DATA TO USE Start Marker
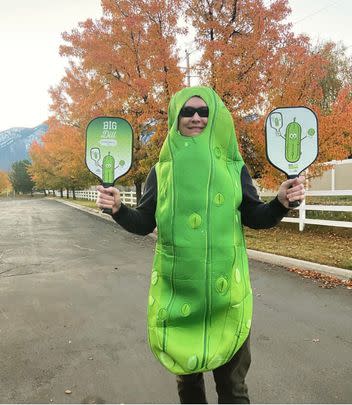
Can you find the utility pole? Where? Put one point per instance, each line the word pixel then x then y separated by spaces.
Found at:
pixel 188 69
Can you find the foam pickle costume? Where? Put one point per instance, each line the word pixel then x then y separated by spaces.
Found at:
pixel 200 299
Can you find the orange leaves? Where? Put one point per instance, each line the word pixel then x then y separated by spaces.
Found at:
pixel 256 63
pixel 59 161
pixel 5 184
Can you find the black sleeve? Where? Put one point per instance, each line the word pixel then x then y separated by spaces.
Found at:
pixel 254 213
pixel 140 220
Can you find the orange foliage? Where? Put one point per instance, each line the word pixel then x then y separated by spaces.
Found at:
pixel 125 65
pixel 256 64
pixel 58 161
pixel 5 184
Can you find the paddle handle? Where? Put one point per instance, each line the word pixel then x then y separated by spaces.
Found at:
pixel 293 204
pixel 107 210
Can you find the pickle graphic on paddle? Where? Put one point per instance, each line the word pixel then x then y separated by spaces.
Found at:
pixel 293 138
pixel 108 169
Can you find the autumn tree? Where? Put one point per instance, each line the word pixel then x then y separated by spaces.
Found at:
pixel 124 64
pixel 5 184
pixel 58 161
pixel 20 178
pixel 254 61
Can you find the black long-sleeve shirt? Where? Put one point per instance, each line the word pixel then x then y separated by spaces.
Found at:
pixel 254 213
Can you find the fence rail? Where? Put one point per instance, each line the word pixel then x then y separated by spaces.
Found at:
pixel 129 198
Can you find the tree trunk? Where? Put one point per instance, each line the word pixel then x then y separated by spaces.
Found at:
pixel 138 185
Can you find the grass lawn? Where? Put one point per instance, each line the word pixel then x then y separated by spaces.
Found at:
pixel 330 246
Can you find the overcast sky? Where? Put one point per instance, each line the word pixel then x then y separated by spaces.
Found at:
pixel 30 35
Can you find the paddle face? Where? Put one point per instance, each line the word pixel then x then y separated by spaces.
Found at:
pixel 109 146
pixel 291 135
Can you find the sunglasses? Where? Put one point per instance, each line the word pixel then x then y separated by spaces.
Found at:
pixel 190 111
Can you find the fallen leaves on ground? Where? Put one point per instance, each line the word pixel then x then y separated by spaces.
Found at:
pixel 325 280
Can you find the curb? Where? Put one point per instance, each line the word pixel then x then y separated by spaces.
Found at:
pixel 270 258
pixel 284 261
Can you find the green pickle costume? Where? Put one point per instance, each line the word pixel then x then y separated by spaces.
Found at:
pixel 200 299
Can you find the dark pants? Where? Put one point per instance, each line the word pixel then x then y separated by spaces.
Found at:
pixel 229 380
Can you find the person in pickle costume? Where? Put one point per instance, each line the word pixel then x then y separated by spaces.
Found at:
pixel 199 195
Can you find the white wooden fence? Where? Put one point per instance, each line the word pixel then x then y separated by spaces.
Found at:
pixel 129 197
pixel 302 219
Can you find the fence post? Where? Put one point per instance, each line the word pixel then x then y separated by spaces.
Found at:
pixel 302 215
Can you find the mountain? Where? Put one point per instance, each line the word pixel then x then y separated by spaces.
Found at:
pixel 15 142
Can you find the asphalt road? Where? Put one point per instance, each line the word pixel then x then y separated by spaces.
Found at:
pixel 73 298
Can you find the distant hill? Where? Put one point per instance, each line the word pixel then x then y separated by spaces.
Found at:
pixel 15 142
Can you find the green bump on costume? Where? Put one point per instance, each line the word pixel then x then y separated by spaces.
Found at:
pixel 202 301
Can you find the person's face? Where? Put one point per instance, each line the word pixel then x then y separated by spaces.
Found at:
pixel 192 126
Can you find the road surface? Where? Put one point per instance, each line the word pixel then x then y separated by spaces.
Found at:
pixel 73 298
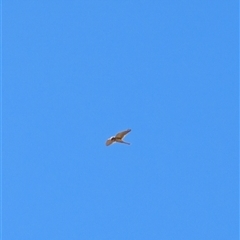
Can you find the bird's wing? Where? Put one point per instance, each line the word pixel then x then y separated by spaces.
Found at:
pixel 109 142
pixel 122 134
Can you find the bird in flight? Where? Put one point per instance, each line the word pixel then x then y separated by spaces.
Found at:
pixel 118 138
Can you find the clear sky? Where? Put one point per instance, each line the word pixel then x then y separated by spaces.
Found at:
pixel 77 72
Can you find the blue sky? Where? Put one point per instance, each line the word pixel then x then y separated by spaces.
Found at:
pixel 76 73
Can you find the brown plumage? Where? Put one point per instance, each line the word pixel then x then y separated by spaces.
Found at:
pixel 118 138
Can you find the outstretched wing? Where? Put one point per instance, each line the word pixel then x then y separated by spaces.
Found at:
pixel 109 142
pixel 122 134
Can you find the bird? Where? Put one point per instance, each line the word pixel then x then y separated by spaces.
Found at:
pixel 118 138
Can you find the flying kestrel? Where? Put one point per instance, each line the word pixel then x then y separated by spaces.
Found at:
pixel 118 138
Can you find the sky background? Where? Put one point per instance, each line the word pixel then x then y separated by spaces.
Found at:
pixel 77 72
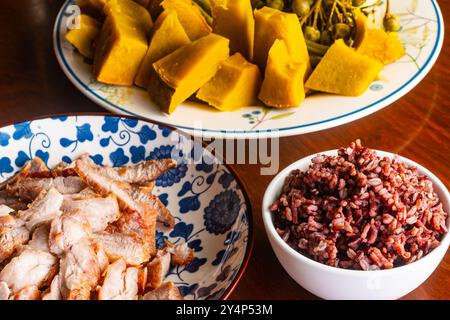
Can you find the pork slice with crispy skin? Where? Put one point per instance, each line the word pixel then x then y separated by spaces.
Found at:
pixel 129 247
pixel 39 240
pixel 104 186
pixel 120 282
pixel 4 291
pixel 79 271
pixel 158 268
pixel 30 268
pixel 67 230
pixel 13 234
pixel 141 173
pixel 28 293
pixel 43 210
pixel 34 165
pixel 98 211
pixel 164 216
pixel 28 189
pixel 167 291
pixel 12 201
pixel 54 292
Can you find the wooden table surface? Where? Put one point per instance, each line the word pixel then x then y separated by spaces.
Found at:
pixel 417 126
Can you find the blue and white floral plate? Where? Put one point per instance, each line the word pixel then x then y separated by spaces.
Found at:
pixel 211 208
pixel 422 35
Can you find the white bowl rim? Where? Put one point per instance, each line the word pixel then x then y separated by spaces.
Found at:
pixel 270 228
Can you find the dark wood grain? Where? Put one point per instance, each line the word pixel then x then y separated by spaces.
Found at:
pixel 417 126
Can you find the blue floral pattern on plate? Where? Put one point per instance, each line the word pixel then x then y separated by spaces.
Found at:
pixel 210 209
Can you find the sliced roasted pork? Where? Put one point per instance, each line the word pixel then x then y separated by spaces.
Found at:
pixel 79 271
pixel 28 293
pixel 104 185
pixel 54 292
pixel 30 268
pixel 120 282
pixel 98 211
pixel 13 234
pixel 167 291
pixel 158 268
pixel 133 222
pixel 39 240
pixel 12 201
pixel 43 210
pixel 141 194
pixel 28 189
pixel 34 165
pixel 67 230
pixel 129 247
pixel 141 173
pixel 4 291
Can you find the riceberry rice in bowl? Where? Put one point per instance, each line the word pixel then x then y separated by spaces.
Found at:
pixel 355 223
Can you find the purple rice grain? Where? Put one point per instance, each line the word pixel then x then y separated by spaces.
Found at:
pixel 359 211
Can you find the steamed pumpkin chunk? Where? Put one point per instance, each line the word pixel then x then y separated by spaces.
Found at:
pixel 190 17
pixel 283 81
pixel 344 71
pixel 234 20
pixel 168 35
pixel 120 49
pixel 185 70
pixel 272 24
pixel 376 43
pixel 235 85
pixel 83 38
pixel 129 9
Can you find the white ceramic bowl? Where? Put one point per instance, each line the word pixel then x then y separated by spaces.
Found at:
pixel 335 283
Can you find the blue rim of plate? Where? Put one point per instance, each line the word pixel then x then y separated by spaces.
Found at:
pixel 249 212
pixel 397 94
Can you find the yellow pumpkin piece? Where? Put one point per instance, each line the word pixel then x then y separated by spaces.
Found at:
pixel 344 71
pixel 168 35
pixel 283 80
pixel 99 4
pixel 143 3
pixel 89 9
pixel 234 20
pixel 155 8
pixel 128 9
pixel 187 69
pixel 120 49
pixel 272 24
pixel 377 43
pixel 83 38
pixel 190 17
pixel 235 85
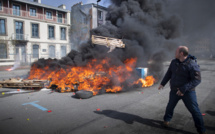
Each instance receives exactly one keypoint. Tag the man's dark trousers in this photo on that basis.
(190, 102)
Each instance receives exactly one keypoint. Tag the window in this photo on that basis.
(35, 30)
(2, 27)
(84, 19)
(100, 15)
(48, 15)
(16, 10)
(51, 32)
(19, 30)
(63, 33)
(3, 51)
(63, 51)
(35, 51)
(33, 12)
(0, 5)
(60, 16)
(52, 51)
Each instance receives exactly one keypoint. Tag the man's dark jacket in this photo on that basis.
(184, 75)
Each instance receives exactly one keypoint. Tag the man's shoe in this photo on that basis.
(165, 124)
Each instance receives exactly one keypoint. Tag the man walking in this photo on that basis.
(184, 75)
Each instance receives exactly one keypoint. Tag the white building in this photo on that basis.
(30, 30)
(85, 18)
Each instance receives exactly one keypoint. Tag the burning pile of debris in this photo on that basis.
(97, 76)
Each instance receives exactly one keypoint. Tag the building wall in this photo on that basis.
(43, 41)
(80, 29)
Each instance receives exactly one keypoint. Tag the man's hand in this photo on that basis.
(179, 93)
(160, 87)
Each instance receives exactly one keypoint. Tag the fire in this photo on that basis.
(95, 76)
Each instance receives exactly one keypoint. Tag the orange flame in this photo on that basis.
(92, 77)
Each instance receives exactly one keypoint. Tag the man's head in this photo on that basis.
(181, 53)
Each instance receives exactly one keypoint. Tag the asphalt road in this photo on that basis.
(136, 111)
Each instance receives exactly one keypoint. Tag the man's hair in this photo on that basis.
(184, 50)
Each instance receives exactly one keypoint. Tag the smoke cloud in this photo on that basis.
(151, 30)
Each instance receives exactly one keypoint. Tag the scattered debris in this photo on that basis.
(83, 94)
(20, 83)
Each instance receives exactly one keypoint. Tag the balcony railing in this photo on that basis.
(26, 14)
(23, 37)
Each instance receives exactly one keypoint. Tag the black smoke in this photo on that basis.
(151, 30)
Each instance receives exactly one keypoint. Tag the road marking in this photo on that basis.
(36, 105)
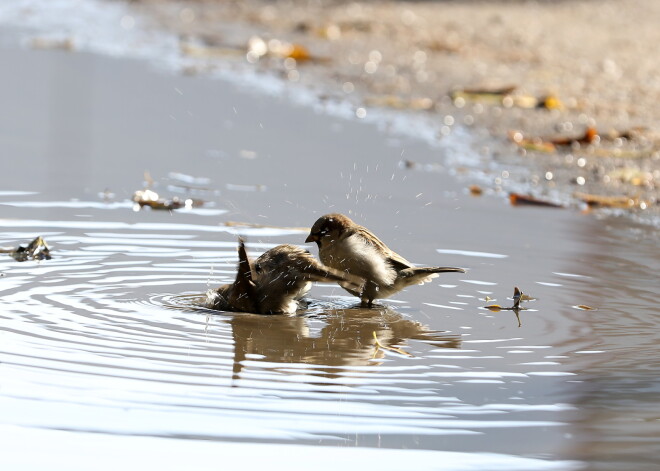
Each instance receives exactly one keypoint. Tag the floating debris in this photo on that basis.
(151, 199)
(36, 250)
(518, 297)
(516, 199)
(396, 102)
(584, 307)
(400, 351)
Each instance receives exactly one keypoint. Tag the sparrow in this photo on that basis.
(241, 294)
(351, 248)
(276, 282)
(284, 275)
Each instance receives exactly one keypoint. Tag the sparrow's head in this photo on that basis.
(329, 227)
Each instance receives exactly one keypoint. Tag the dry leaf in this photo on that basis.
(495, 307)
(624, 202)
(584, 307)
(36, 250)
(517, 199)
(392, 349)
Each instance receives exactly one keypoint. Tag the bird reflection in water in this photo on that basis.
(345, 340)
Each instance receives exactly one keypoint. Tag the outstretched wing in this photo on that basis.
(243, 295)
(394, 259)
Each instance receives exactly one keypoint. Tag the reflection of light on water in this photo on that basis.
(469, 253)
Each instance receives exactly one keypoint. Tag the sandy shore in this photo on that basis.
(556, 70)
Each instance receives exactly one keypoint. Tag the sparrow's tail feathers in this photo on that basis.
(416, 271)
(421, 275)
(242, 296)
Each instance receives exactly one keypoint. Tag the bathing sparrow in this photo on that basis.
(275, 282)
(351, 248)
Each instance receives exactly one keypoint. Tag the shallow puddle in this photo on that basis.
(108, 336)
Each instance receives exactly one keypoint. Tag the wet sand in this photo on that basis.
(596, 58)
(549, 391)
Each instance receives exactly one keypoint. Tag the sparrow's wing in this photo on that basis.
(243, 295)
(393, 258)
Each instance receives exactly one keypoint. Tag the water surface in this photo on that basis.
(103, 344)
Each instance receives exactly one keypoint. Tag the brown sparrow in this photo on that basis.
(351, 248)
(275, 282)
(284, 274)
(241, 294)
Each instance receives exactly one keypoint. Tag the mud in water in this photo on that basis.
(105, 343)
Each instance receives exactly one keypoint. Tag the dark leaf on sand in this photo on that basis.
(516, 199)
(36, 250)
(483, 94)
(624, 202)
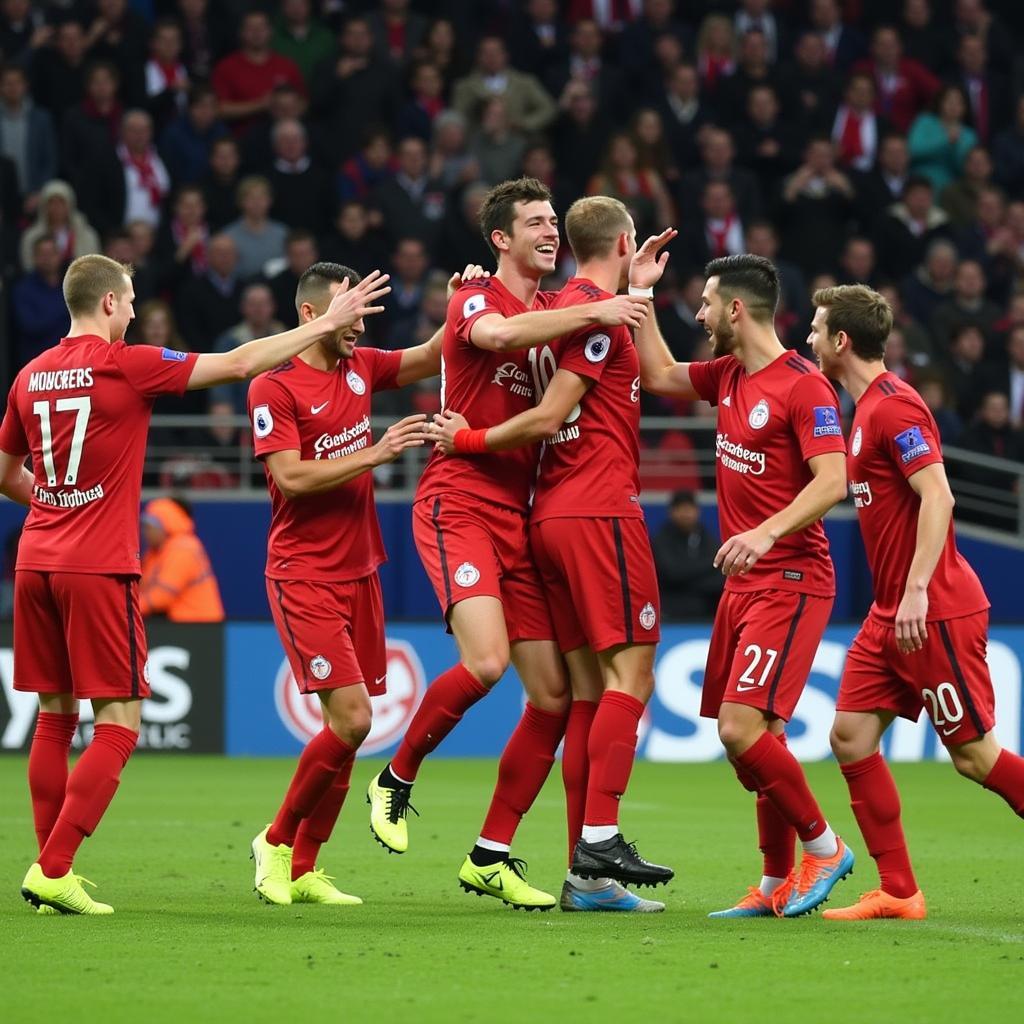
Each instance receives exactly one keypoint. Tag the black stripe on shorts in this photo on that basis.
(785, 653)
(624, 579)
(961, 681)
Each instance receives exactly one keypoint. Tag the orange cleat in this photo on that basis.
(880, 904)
DATA TO USE End Marker
■ **DESCRIPTION OF THE TASK**: For this exercise, output exactly the lines above from the line with "Can you find the brown" to the line with "Can you find the bird?", counting both, and leave out the rest.

■ **SOLUTION TO THIS TASK**:
Can you find the brown plumage? Where? Put one point per instance, each line the word pixel then x then y separated by spaces.
Found at:
pixel 118 138
Can you find the outstretched wing? Where? Put one point per instance, each line the word pixel then x then y separated by spaces.
Found at:
pixel 109 142
pixel 122 134
Can you find the bird? Where? Put one point per instance, each line the word pixel then x then y separated by spaces.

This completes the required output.